== Segment start ==

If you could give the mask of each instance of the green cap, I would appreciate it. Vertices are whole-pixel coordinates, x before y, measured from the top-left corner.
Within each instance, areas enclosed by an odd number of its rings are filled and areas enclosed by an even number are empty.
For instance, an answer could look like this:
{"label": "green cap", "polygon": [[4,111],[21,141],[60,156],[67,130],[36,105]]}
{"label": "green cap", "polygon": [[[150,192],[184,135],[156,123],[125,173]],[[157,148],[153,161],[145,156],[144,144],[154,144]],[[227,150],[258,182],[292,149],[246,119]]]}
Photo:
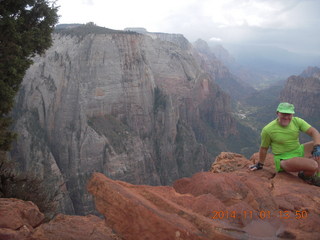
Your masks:
{"label": "green cap", "polygon": [[282,102],[279,104],[277,112],[294,114],[294,106],[291,103]]}

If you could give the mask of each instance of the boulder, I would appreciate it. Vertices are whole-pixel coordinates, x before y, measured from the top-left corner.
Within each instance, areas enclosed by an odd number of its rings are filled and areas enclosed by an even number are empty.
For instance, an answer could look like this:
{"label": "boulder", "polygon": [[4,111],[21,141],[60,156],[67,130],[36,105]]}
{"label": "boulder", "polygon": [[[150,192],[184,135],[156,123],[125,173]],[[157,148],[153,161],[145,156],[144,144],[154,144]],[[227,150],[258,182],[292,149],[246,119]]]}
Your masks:
{"label": "boulder", "polygon": [[35,229],[30,240],[120,240],[105,221],[94,215],[58,214],[52,221]]}
{"label": "boulder", "polygon": [[0,239],[24,239],[44,220],[32,202],[0,198]]}
{"label": "boulder", "polygon": [[0,198],[0,240],[120,240],[97,216],[58,214],[44,223],[32,202]]}

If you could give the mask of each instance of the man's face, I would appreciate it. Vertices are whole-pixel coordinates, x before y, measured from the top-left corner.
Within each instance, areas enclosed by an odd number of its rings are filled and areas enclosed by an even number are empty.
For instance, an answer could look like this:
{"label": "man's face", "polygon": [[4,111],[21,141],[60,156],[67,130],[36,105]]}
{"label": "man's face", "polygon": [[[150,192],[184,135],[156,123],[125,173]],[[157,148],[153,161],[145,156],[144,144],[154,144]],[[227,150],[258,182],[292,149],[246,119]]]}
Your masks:
{"label": "man's face", "polygon": [[290,124],[291,119],[293,114],[289,114],[289,113],[277,113],[278,115],[278,119],[279,119],[279,124],[283,127],[286,127]]}

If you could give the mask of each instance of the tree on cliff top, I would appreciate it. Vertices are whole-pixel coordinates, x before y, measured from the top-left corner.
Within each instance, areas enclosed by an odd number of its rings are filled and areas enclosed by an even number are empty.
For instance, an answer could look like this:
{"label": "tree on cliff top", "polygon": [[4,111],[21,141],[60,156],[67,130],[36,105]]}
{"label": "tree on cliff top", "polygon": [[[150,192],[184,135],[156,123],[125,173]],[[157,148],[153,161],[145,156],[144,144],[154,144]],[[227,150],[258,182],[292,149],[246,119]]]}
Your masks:
{"label": "tree on cliff top", "polygon": [[51,46],[57,21],[57,7],[49,0],[0,0],[0,197],[30,200],[43,211],[52,208],[42,180],[17,173],[6,151],[15,138],[9,129],[15,95],[32,58]]}
{"label": "tree on cliff top", "polygon": [[10,149],[8,114],[32,57],[52,44],[57,10],[48,0],[0,0],[0,151]]}

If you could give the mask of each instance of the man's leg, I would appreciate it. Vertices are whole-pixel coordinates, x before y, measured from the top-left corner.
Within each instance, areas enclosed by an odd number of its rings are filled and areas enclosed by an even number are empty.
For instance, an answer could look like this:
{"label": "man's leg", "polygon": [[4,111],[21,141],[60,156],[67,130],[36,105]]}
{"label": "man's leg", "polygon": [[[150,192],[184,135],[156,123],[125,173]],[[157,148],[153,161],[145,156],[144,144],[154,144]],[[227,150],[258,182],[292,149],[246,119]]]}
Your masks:
{"label": "man's leg", "polygon": [[286,172],[299,172],[298,177],[304,181],[320,187],[320,178],[315,175],[318,163],[313,158],[294,157],[280,162]]}
{"label": "man's leg", "polygon": [[303,171],[306,176],[313,176],[318,170],[318,163],[313,158],[294,157],[280,162],[286,172]]}
{"label": "man's leg", "polygon": [[[312,158],[312,150],[313,150],[313,142],[307,142],[304,143],[304,156],[307,158]],[[318,162],[318,170],[317,170],[317,176],[320,177],[320,161]]]}
{"label": "man's leg", "polygon": [[313,150],[313,142],[307,142],[304,143],[304,156],[307,158],[311,158],[312,157],[312,150]]}

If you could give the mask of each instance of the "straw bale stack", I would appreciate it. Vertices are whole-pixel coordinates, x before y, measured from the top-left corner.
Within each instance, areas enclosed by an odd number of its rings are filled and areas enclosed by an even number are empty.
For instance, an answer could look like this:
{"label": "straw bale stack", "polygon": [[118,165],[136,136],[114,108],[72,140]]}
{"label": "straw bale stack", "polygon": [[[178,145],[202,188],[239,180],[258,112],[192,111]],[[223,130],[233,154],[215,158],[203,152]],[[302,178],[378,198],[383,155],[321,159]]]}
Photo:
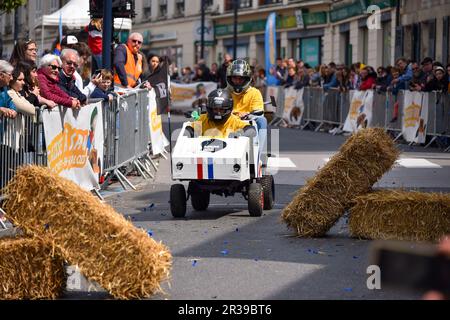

== Segment end ==

Please set down the records above word for word and omit their pictures.

If you could give the mask of each instance of the green cap, I would appreciate it. Vertices are whole-pixel coordinates, x before y, measured from the top-left corner.
Within each instance, areas enclosed by an odd number of its rings are filled and areas enclosed by an even number are empty.
For instance, an answer could look like this:
{"label": "green cap", "polygon": [[4,111],[21,141],[60,156],[67,130],[36,105]]}
{"label": "green cap", "polygon": [[[150,192],[184,135],[156,123],[125,173]],[[157,148],[153,161],[145,156],[144,144],[154,144]],[[227,150],[258,182],[292,149],[246,119]]]}
Photo:
Your masks:
{"label": "green cap", "polygon": [[282,102],[279,104],[277,112],[294,114],[294,106],[291,103]]}

If you could give the mask of each instance of the boulder, I would appreciate it. Vertices are whole-pixel coordinates, x before y, measured from the top-left corner.
Within each instance, areas enclosed by an odd number of its rings are filled and areas enclosed by an even number are empty.
For instance, an answer could look like this:
{"label": "boulder", "polygon": [[4,111],[21,141],[60,156],[67,130],[36,105]]}
{"label": "boulder", "polygon": [[[150,192],[184,135],[156,123],[125,173]],[[157,148],[153,161],[145,156],[144,144],[154,144]],[[227,150],[258,182],[292,149],[246,119]]]}
Your masks:
{"label": "boulder", "polygon": [[35,229],[30,240],[120,240],[105,221],[94,215],[58,214],[52,221]]}
{"label": "boulder", "polygon": [[0,239],[24,239],[44,220],[32,202],[0,198]]}
{"label": "boulder", "polygon": [[0,198],[0,240],[120,240],[97,216],[58,214],[44,223],[32,202]]}

If you could give the mask of each instance of the man's face, I would appreciate it. Vertices are whole-pixel coordinates, x before y, measured from the top-left corner.
Within each instance, areas enclosed by an odd number of its rings are filled and areas enclosed by an even number are empty.
For instance, an answer could look like this:
{"label": "man's face", "polygon": [[4,111],[21,141],[60,156],[67,130],[36,105]]}
{"label": "man's face", "polygon": [[[150,192],[184,135],[156,123],[125,173]],[[157,148],[153,161],[145,156],[144,144],[154,144]],[[227,150],[258,182],[292,149],[246,119]]]}
Your masks:
{"label": "man's face", "polygon": [[290,124],[291,119],[293,114],[289,114],[289,113],[277,113],[278,115],[278,119],[279,119],[279,124],[283,127],[286,127]]}

If you could give the mask of each instance of the tree on cliff top, I would appreciate it. Vertices are whole-pixel coordinates, x before y, measured from the top-left corner.
Within each instance, areas enclosed by an odd number of its rings are filled and areas enclosed by an even number are empty.
For instance, an answer could look like this:
{"label": "tree on cliff top", "polygon": [[4,111],[21,141],[60,156],[67,130],[36,105]]}
{"label": "tree on cliff top", "polygon": [[[150,192],[184,135],[156,123],[125,173]],[[157,148],[153,161],[145,156],[144,144],[154,144]],[[227,150],[258,182],[292,149],[246,119]]]}
Your masks:
{"label": "tree on cliff top", "polygon": [[51,46],[57,21],[57,7],[49,0],[0,0],[0,197],[30,200],[43,211],[52,208],[42,180],[17,173],[6,151],[15,138],[9,129],[15,95],[32,58]]}
{"label": "tree on cliff top", "polygon": [[10,149],[8,114],[32,57],[52,44],[57,10],[48,0],[0,0],[0,151]]}

If you could give the mask of each instance of the man's leg, I would appreciate it. Vertices are whole-pixel coordinates, x before y, measured from the top-left corner.
Within each instance, areas enclosed by an odd number of its rings are filled and areas enclosed by an even number are empty.
For instance, an answer could look like this:
{"label": "man's leg", "polygon": [[4,111],[21,141],[60,156],[67,130],[36,105]]}
{"label": "man's leg", "polygon": [[[150,192],[184,135],[156,123],[125,173]],[[157,148],[153,161],[145,156],[144,144],[154,144]],[[227,150],[258,182],[292,149],[246,119]]]}
Your masks:
{"label": "man's leg", "polygon": [[286,172],[299,172],[298,177],[304,181],[320,187],[320,178],[315,175],[318,163],[313,158],[294,157],[280,162]]}
{"label": "man's leg", "polygon": [[303,171],[306,176],[313,176],[318,170],[318,163],[313,158],[294,157],[280,162],[286,172]]}
{"label": "man's leg", "polygon": [[[312,158],[312,150],[313,150],[313,142],[307,142],[304,143],[304,156],[307,158]],[[318,162],[318,170],[317,170],[317,176],[320,177],[320,161]]]}
{"label": "man's leg", "polygon": [[313,150],[313,142],[307,142],[304,143],[304,156],[307,158],[311,158],[312,157],[312,150]]}

If you could give the mask of each instance of the "straw bale stack", I would appreciate it. Vertices are whole-pixel coordinates, x before y, measured from the top-left corner.
Within each instance, areas enclosed by an odd number of its rings are filled and areas enclosed by an even number are empty.
For instance, an answer could look like this:
{"label": "straw bale stack", "polygon": [[118,165],[136,136],[114,108],[72,140]]}
{"label": "straw bale stack", "polygon": [[[178,145],[202,188],[239,180],[258,112],[192,111]],[[223,130],[233,154],[215,158],[203,152]],[[302,178],[378,198],[383,155],[321,159]]]}
Photo:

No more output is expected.